### Page extract
———

Sooner or later something was going to take place on this bed and tonight was evidently going to be the night. It was raison d'etre for the bed --- if Mick couldn't get Keith into bed, this (James) was the next best thing... No one knew about our little evening, of course, not a soul. But somewhere out in the drab, damp London night, the chief Dracula of this scene, director Donald Cammell, opened up his window and snatched it out of the air....
By which she means, PERFORMANCE --  a movie that was then shelved for two years (released in 1970) and is still way, way ahead of its time. If the Redlands bust in mid-60s London was like overturning a normal rock and finding the madness of affluent and beautiful youth experiencing a level of freedom the average voluntary slave to the system found intimidating, thus inspiring jealous rage, curious prurience and hypocritical pooh-poohing, PERFORMANCE made it impossible to be or do those things anymore - we were suddenly inside the dragon's den, the average viewer, like Chaz, the uncool (or cool, if you weren't class conscious) sadist gangster dosed with shrooms, found himself wrapped up in the new freedom. All it takes is the right set and setting and the right dosage, the bonds of rational sense and order vanished in a Lewis Carroll wordplay identity-dissolving labyrinth of play, sound, light, and movement. Could anyone imagine a better set and setting than that trippy house with those gorgeous, talented, free-spirited, vaguely Satanic, utterly open yet endlessly masked characters? The cast of the film mirrored that menage that Faithfull and Mick had been in before, albeit confusing the matters (as befit the subject): Faithfull's bosom chum (And Keith's girlfriend) Anita Pallenberg was the girl; Michele Breton played the androgyne that Mick could morph into (and James Fox's androgynous real-life girlfriend); Fox and Jagger played more or less themselves -- Camell-ionically warped into endless permutations, mirror dissolves, sex and gender warping, Francis Bacon-ating equations.

———

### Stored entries

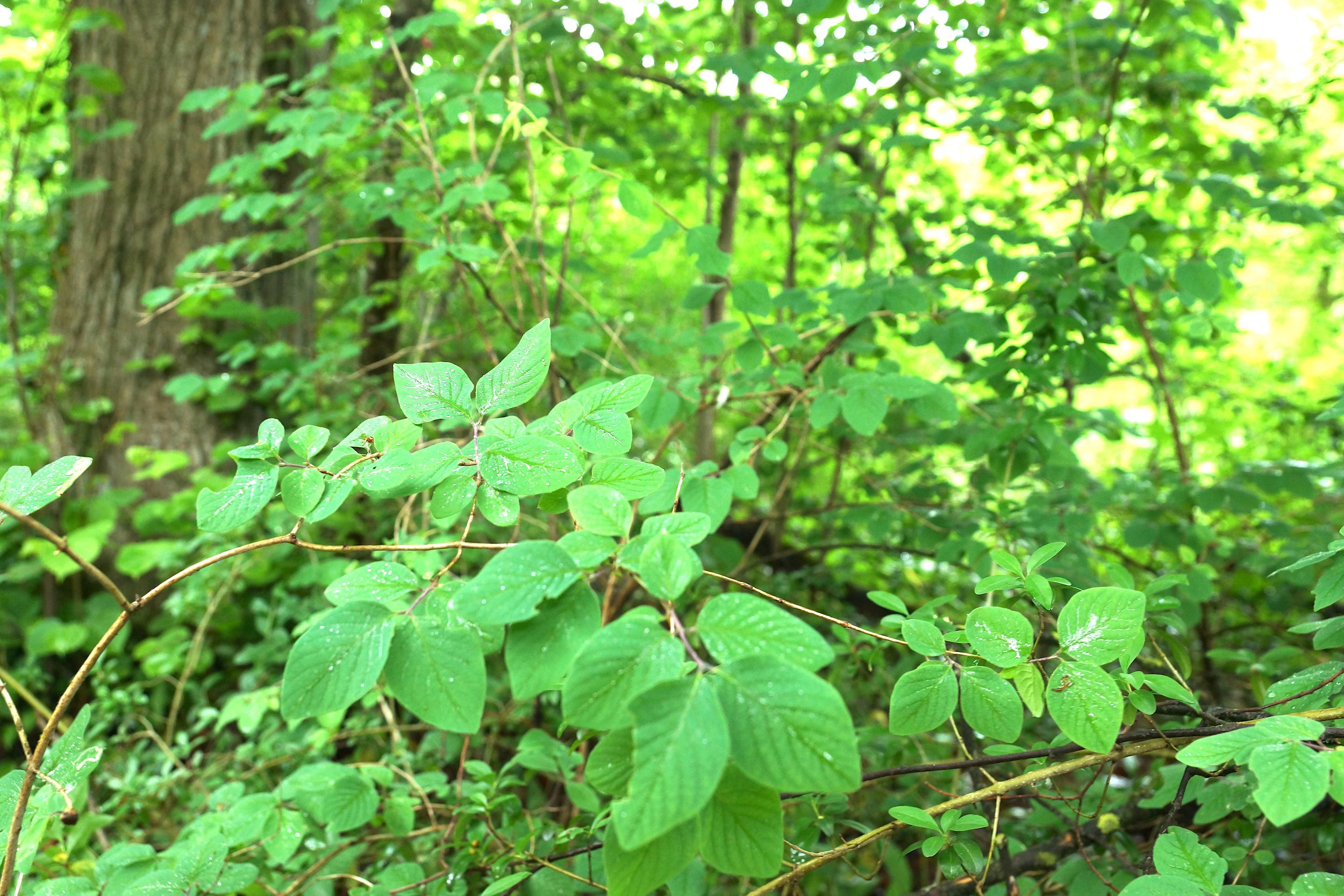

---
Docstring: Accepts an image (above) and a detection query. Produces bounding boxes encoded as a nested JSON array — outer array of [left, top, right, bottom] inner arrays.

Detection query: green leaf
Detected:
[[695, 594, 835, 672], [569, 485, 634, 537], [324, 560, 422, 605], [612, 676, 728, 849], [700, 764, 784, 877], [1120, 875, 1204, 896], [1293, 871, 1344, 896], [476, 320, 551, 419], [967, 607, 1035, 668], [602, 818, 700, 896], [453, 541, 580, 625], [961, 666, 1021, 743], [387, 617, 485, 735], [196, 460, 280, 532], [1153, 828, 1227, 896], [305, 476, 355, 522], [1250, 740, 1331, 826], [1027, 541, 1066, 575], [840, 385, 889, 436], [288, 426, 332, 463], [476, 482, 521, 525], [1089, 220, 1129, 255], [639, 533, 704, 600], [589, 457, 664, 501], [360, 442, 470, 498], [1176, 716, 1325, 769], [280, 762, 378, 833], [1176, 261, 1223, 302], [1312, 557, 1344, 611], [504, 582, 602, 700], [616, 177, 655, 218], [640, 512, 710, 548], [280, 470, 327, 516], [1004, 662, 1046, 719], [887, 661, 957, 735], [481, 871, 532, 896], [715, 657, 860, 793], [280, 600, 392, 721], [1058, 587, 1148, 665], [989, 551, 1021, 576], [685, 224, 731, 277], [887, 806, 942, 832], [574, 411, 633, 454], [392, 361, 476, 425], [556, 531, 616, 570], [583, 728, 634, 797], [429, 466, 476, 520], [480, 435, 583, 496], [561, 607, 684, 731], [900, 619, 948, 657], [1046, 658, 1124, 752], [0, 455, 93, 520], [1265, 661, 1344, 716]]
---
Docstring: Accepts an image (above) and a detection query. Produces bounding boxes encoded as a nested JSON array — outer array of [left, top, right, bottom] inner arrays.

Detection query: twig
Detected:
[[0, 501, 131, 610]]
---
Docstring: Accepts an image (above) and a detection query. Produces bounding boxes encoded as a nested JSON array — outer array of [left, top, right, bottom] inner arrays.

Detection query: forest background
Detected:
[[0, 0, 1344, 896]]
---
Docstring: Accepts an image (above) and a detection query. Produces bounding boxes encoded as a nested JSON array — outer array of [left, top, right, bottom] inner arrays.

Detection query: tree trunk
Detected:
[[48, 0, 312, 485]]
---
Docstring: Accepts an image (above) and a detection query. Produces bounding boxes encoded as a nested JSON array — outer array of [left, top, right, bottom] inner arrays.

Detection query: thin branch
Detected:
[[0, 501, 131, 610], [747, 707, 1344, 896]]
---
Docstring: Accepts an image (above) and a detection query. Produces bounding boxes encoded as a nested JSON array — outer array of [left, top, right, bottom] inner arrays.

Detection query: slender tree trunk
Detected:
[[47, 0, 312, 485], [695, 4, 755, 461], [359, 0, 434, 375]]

———

### Task
In the passage about the film PERFORMANCE, in what year was the movie released? These entries have no part in the work here.

### Written response
1970